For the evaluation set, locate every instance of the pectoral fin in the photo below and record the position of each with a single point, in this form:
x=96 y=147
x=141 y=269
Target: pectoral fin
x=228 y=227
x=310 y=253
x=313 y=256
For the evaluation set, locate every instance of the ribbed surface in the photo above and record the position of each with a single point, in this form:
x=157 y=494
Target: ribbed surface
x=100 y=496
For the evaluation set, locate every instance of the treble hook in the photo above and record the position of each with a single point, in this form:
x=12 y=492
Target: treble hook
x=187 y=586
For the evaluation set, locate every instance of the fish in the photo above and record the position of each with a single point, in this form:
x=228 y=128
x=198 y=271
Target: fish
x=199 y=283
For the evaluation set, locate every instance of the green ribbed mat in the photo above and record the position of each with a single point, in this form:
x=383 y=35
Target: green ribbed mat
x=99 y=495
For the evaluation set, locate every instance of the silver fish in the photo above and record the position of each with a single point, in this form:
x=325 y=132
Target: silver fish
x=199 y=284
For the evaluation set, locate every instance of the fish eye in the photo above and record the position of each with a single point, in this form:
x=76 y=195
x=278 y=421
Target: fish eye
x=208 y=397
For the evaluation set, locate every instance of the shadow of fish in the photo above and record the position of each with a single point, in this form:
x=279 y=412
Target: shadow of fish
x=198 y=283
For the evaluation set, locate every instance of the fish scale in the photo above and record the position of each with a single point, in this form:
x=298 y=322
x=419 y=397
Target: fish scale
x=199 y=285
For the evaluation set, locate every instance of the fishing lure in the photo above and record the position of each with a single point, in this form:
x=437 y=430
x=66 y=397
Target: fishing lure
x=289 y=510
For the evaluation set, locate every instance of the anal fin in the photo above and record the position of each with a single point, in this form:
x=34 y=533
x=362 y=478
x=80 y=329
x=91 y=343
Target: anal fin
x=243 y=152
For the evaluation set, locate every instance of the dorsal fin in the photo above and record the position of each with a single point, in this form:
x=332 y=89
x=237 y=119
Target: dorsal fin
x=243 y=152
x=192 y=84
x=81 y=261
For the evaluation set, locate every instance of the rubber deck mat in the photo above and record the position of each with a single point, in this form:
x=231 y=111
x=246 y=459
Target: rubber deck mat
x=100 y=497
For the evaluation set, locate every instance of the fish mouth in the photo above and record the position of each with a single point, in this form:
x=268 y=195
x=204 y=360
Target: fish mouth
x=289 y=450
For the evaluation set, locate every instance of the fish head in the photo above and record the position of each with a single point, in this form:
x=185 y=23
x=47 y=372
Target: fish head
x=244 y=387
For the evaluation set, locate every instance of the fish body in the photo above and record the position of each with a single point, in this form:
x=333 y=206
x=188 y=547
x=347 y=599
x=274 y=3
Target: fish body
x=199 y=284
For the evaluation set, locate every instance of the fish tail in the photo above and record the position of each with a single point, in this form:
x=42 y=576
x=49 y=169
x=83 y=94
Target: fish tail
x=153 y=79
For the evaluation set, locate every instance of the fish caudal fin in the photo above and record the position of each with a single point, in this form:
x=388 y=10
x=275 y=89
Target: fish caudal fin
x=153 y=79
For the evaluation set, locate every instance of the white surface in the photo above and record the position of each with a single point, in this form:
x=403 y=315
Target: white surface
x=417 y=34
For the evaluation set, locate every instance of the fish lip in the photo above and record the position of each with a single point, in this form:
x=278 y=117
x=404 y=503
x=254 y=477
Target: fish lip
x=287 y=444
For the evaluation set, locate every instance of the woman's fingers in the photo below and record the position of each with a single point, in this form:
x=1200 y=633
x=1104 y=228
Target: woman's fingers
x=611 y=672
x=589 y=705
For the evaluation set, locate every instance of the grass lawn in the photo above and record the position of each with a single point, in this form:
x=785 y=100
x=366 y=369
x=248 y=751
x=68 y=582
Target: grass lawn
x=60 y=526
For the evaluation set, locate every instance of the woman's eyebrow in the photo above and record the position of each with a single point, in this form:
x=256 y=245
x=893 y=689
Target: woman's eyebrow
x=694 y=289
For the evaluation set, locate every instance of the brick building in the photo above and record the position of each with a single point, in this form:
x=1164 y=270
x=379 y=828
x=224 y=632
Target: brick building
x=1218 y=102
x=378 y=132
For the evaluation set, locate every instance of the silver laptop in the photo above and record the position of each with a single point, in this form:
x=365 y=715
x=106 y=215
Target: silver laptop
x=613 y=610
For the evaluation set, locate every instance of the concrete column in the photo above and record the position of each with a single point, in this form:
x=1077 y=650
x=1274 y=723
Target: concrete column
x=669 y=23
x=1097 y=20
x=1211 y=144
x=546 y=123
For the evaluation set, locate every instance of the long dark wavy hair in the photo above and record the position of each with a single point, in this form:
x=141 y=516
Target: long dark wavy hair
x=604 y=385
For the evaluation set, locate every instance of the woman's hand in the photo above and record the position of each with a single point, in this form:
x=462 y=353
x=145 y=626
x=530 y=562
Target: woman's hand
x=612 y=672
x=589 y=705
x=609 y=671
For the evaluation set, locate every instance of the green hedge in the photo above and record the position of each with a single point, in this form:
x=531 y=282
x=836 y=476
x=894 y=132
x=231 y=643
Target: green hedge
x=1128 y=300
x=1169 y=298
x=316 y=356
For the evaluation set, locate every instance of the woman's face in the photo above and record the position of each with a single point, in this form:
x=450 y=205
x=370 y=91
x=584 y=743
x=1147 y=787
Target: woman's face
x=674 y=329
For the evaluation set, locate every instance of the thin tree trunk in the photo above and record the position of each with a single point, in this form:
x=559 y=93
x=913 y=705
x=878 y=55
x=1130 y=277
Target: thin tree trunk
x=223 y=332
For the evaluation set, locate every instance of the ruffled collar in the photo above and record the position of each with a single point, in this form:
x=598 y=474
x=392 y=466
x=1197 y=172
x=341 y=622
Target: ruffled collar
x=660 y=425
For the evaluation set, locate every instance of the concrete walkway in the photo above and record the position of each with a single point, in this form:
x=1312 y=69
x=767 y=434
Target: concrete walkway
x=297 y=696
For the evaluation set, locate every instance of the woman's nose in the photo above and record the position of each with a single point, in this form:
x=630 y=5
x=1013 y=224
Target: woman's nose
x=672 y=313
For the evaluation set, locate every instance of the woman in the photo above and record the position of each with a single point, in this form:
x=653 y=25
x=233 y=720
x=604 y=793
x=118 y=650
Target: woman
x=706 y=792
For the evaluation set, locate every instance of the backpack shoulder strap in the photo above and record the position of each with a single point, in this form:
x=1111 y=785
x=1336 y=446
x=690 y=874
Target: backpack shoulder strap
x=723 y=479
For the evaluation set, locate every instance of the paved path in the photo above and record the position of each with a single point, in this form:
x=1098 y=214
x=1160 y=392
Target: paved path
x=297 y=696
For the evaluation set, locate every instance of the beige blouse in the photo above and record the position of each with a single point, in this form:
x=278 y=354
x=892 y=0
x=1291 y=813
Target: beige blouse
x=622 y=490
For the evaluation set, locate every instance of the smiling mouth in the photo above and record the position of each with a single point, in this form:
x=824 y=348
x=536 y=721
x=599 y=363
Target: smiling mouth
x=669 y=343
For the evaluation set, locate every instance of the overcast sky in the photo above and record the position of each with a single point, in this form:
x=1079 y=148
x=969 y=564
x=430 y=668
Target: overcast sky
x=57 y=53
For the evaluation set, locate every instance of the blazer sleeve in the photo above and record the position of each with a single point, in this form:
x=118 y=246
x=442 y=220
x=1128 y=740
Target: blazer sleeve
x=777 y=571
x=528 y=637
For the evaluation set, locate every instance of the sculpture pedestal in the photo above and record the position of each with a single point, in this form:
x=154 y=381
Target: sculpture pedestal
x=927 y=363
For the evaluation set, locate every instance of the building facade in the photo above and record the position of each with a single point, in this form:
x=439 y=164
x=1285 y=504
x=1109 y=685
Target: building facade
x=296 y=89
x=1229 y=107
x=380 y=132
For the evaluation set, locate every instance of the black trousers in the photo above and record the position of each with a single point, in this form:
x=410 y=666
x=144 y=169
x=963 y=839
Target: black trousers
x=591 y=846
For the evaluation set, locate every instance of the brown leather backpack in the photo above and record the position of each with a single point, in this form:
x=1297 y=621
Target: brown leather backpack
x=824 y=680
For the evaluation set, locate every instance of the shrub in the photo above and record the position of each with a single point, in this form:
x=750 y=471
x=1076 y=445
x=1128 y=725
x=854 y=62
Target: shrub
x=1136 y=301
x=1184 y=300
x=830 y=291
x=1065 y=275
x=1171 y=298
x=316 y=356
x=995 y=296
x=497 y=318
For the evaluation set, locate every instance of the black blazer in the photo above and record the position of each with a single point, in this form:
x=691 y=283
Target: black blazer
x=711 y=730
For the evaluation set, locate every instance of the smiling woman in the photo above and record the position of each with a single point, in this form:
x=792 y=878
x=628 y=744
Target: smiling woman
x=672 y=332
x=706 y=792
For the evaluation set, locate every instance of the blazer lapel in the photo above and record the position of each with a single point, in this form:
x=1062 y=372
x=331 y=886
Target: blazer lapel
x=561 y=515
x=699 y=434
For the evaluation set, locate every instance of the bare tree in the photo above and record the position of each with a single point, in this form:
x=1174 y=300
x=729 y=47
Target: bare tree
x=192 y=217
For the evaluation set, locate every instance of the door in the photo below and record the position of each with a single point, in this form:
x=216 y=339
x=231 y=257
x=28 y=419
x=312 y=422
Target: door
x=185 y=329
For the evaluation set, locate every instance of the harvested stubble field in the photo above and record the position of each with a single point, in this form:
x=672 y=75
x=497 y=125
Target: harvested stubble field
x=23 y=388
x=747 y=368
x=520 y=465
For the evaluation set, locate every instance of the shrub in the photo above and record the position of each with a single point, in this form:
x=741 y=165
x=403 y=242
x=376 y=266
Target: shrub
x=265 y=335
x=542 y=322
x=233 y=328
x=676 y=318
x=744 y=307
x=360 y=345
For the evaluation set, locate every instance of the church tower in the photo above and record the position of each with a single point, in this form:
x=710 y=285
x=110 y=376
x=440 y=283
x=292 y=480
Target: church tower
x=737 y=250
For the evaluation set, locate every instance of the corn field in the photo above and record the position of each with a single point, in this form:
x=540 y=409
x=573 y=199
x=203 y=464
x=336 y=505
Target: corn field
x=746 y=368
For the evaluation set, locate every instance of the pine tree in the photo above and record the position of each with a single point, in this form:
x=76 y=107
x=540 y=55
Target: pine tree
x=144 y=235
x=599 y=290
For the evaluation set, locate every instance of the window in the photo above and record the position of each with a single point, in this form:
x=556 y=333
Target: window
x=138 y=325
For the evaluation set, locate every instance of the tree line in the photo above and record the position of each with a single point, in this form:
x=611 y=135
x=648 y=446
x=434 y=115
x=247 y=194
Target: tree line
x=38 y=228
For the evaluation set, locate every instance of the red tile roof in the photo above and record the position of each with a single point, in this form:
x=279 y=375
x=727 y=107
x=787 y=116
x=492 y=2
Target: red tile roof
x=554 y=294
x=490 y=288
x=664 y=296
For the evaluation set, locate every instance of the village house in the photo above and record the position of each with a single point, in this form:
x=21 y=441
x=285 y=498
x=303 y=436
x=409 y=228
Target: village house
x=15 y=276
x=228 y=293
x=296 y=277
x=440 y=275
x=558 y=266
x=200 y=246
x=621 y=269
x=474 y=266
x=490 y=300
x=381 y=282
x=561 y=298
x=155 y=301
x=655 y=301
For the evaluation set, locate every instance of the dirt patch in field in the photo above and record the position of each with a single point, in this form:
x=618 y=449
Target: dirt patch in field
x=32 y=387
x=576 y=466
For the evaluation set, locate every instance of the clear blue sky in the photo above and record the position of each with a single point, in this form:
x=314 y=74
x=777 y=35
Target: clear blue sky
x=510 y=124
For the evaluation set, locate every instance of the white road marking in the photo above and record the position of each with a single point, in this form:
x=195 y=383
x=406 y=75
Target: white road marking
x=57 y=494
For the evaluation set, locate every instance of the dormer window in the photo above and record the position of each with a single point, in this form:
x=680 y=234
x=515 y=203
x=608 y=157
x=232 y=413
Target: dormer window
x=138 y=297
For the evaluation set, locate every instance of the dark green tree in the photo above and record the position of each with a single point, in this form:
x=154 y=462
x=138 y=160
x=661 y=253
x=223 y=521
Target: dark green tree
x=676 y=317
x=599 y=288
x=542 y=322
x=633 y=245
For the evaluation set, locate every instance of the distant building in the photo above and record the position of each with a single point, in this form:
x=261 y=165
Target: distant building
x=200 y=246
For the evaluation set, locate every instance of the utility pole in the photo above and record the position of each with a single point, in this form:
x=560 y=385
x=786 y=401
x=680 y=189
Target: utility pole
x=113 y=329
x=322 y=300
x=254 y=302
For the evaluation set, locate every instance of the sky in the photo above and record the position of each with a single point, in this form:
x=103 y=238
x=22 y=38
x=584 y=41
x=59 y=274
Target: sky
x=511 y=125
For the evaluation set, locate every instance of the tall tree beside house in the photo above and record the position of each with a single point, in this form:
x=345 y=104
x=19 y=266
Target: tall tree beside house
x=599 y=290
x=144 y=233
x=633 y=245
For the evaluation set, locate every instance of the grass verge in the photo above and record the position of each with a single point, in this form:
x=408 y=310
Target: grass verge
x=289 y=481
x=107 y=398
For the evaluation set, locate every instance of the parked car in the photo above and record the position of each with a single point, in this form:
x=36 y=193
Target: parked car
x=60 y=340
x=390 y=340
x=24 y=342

> **WHAT THE TASK REQUIRES**: Rewrite everything from the line containing "the blazer lapel" down to the line containing "x=185 y=329", requests included, shifting each answer point by adding 79 to both its x and y coordinates. Leave the requests and their sample coordinates unchanged.

> **ANSWER TO THIS EXERCISE**:
For the evaluation set, locate every instance of the blazer lapel in the photo above and record the position of each with a single point, in this form:
x=1062 y=372
x=331 y=886
Target: blazer lapel
x=640 y=594
x=778 y=513
For the evaluation set, locate every instance of the bare tree in the photo above and record the position of each with a single point, in this form:
x=1174 y=300
x=729 y=47
Target: bare tree
x=271 y=296
For the evaluation set, locate every instance of the door in the photo below and record the position of each with a single point, in this form:
x=216 y=339
x=231 y=257
x=28 y=419
x=312 y=422
Target: door
x=264 y=408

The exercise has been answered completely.